## 本文抜粋
= = =
(a)製薬会社の研究職の仕事内容
一般に、製薬会社の研究職の仕事内容は以下のものがあります。
- ①有効成分の合成の研究(有機合成、菌の遺伝子変異による化合物の合成等)
- ②薬理の研究
- ③製剤の研究
- ④有効成分の合成のための工業化検討
- ⑤基礎研究
日本においては、以前は、製薬会社で、基礎研究(化学物質の病気へ作用するメカニズムの解析等)を盛んに行ってきましたが、欧米等の外国企業の医薬業界への参入により、競争の激化が起こり、基礎研究を行う余裕がなくなってきており、利益にすぐに直結する製薬の開発をする研究者が優遇され、基礎研究を行っている製薬会社は少なくなってきています。
実際に、日本の製薬会社からノーベル賞受賞者が出ないのも、基礎研究を行わなくなってきているからです。基礎研究については、大学で行ってもらい、その代わりに資金を提供し、研究の成果を買い取るというのが、現代の企業の形態です。そういった流れの中で、製薬会社は、基礎研究の力よりもビジネス面の応用力のある研究者を求めるようになってきています。
= = =
## 分析用データ
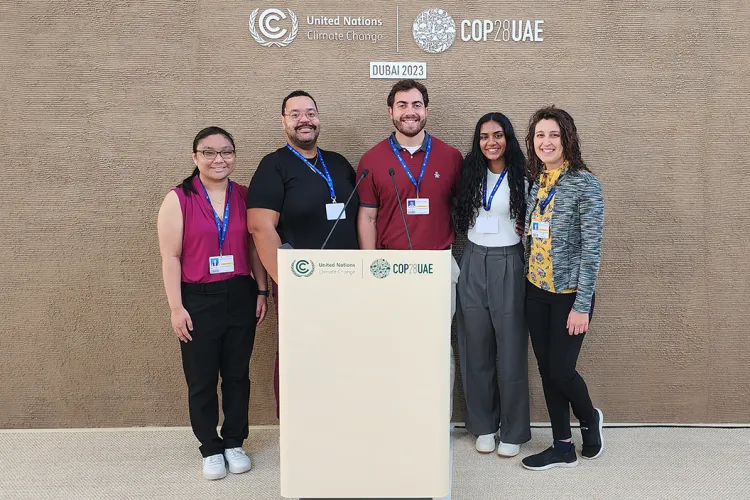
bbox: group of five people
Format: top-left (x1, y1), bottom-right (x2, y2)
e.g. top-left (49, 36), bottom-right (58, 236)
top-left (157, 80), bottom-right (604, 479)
= = =
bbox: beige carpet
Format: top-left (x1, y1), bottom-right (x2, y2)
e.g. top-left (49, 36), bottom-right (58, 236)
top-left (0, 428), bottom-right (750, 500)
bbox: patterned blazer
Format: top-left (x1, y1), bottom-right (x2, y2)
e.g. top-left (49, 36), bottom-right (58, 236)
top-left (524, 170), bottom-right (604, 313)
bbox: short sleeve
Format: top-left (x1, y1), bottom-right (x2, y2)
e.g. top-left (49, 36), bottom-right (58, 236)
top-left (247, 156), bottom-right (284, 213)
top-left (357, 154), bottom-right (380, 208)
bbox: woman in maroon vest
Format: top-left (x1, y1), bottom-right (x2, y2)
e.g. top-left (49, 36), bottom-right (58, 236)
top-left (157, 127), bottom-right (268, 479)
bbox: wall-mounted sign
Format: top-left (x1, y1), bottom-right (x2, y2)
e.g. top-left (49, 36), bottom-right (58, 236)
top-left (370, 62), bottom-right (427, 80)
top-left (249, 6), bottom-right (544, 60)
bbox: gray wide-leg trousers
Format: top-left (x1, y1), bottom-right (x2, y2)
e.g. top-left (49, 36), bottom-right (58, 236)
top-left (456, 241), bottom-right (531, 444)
= = =
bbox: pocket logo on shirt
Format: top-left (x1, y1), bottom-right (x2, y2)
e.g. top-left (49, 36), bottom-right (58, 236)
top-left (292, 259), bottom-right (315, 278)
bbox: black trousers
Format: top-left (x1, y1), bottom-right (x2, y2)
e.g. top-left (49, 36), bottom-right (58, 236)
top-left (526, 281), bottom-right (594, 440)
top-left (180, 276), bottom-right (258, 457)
= = =
## 読んで応用
1 – 製薬会社の研究職に関する文章から、「実際に、日本の製薬会社からノ」で始まり「めるようになってきています。」まで続く部分を一字一句そのまま書き写してください。
2 – 製薬会社の研究職に関する文章によると、日本で基礎研究を行う製薬会社が少なくなってきているのはなぜですか。1〜3文で説明してください。

## 番号別解答
1 –
実際に、日本の製薬会社からノーベル賞受賞者が出ないのも、基礎研究を行わなくなってきているからです。基礎研究については、大学で行ってもらい、その代わりに資金を提供し、研究の成果を買い取るというのが、現代の企業の形態です。そういった流れの中で、製薬会社は、基礎研究の力よりもビジネス面の応用力のある研究者を求めるようになってきています。

2 – 欧米などの外国企業が医薬業界に参入したことで競争が激しくなり、製薬会社に基礎研究を行う余裕がなくなってきたからです。その結果、利益にすぐ結びつく製薬の開発をする研究者が優遇されるようになりました。